- Given exercise A: In the text on Denel below, what share of Denel's current spending goes to untransformed businesses?
- Given exercise B: List the three qualities that the conclusion of the text on Denel below says the business model should have.
- Given exercise C: Pick up the text on Denel below at the point where it stops, and continue writing it.

A major challenge arising from the lack of adequate cash reserves is a corresponding decrease in the ability of Denel to invest in R&D. An irony of the business is that they are a high-tech engineering entity which requires innovation and investment in R&D to maintain profitability. A squeeze in cash flow has a negative effect on the ability to invest in R&D which places further pressure on the ability of Denel to remain profitable and competitive.

Supply chain management figures reveal that the suppliers of Denel have benefited substantially because of its growth in the past. Correspondingly however the majority of their suppliers, if not all, are making double digit profits whilst Denel is facing various losses. This illustrates that various financial benefits which should accrue to Denel are being lost in the supply chain management process.

Slide 28 speaks to the various interventions which have been introduced to improve the sustainability of the business and ensure improved financial health. One initiative is the Opex restructuring by consolidating it into a single entity to save costs by improving efficiency. The engineering corps of the business also requires restructuring as it is currently over capacitated in relation to the amount of business Denel is currently undertaking. As a result, engineering human capital is being paid for but not utilised. In part this arises due to the fractured nature of the business which will require further consolidation to address this.

In conclusion, the various issues at Denel requiring establishing an innovative, competitive and transformed business model. By “transformed” the business should spend far more than the current 30% on transformed entities. Of the current amounts which Denel spends more than 70% goes towards untransformed business which means businesses which are not majority black owned. To achieve its various goals, relationships with government stakeholders must be strengthened. If there is a fragmented relationship with government, then the business cannot succeed. The sourcing of security cluster materials is one such initiative as Denel is a provider of strategic defence capabilities for the country. Further funding and strategic partnerships with the Department of Defence (DoD) must be fostered. At present Denel is not even amongst the top three recipients of funding from the DoD for R&D. If government is serious about the Defence Review paper and the future of Denel, then future investment in this must be done. In addition, the practice of inter-governmental bank guarantees should be stopped.

- Provided material:

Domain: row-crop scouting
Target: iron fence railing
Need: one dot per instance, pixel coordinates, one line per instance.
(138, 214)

- Exercise output A: More than 70%.

- Exercise output B: Innovative, competitive, and transformed.

- Exercise output C:
Mr Zwelakhe Ntshepe, Group Chief Executive Officer (CEO): Denel, said a core part of Denel’s mandate is the socio-economic development of previously disadvantaged South Africans. To this end Denel has now improved on the level 5 Broad Based Black Economic Empowerment (B-BBEE) Code. Various initiatives in engineering development and education have also been invested upon. The demographics in the employment of women has also seen improved figures. Bursary initiatives are given to high school students for further tertiary study who later participate in internships and become employed at Denel. It is vital to foster new talent to participate in the activities of Denel through initiatives such university bursaries to assist Denel in achieving its mandate and business objectives moving forward into the future.

Approximately R6.4 billion of the total revenue generated from Denel has come from black owned companies. This constitutes around 73% of the total business and further strategies are being developed to further expand on this figure.

Dr Luyenge welcomed the frank attitude adopted by the presenters in outlining the difficulties currently facing Denel. It is clear that the situation is far from ideal at Denel but there are a number the issues raised that have been inherent in the business for some time and were inherited, not self-made. It is important to be open, transparent and honest to properly inform the Committee of the issues currently facing Denel and the strategic plans which will be implemented to address these. The Denel board does still however have a responsibility to apply sound and transparent corporate governance methods to ensure continued growth and to assist in achieving the socio-economic and other objectives in South Africa. Does Denel have a plan to ensure that they will retain their current available capacity? This is to ensure that people are not trained by Denel through initiatives such as bursaries and vocational training and then later simply leave for alterative employment elsewhere. What strategies has Denel implemented to ensure an adequate staff retention rate? Even if Denel is not fully populated in its workforce capacity, has Denel prioritised the filling of critical positions? The presentation made clear that Denel does not receive much support from government. The Committee must engage further with government as Denel’s shareholder. In his understanding the shareholder bears a responsibility to show the outside world that there is a cordial and sound relationship between the shareholder and broader stakeholders within South Africa and the world as a whole. In procurement is there a strategy to develop black owned service providers? Are there any entities within the country that Denel has engaged with to ensure that black owned entities benefit from Denel or to enter into empowerment deals to further empower black owned business? Further communication about Denel should be considered in engaging with communities on the role that Denel can play in economic empowerment.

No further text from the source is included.